**Your instructions:** The records appear below. Copy each one exactly.
____ Records for this task
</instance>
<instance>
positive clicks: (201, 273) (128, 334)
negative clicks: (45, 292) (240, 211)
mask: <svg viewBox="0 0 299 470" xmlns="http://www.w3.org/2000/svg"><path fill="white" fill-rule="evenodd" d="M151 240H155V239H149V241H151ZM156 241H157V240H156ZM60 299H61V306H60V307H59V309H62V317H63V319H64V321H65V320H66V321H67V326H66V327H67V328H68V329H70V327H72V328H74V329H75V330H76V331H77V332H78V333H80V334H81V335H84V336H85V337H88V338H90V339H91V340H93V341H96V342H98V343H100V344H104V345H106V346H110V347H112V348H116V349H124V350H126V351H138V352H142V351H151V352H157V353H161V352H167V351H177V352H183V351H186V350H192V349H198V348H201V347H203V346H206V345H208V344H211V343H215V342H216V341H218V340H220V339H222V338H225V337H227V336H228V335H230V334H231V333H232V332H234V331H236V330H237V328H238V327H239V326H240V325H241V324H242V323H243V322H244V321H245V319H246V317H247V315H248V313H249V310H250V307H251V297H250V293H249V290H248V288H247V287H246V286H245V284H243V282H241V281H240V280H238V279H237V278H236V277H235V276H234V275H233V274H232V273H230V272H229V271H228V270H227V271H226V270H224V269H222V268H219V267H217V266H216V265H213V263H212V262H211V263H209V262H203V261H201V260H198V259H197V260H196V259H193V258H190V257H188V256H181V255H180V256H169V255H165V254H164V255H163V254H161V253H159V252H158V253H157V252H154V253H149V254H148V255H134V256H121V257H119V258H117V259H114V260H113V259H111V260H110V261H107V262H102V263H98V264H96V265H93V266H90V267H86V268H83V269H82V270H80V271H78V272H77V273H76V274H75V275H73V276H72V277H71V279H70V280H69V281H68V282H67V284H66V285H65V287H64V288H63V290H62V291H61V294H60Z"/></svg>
________
**Worked solution:**
</instance>
<instance>
positive clicks: (201, 273) (128, 334)
negative clicks: (45, 292) (240, 211)
mask: <svg viewBox="0 0 299 470" xmlns="http://www.w3.org/2000/svg"><path fill="white" fill-rule="evenodd" d="M151 240H155V239H149V241H151ZM156 241H157V240H156ZM60 299H61V306H60V307H59V309H62V317H63V319H64V321H65V320H66V321H67V326H66V327H67V328H68V329H70V327H72V328H74V329H75V330H76V331H77V332H78V333H80V334H81V335H84V336H85V337H88V338H90V339H91V340H93V341H96V342H98V343H100V344H104V345H106V346H110V347H112V348H116V349H124V350H126V351H138V352H142V351H151V352H157V353H161V352H167V351H177V352H183V351H186V350H192V349H198V348H201V347H203V346H206V345H208V344H211V343H215V342H216V341H218V340H220V339H222V338H225V337H227V336H228V335H230V334H231V333H232V332H234V331H236V330H237V328H238V327H239V326H240V325H241V324H242V323H243V322H244V321H245V319H246V317H247V315H248V313H249V310H250V307H251V297H250V293H249V290H248V288H247V287H246V286H245V284H243V282H241V281H240V280H238V279H237V278H236V277H235V276H234V275H233V274H232V273H230V272H229V271H228V270H227V271H226V270H224V269H222V268H219V267H217V266H216V265H213V263H212V262H211V263H209V262H203V261H201V260H198V259H197V260H196V259H193V258H190V257H188V256H181V255H180V256H169V255H165V254H164V255H163V254H161V253H159V252H158V253H157V252H154V253H149V254H148V255H134V256H121V257H119V258H117V259H114V260H113V259H111V260H110V261H107V262H102V263H98V264H96V265H93V266H90V267H86V268H83V269H82V270H80V271H78V272H77V273H76V274H75V275H73V276H72V277H71V279H70V280H69V281H68V282H67V284H66V285H65V287H64V288H63V290H62V291H61V294H60Z"/></svg>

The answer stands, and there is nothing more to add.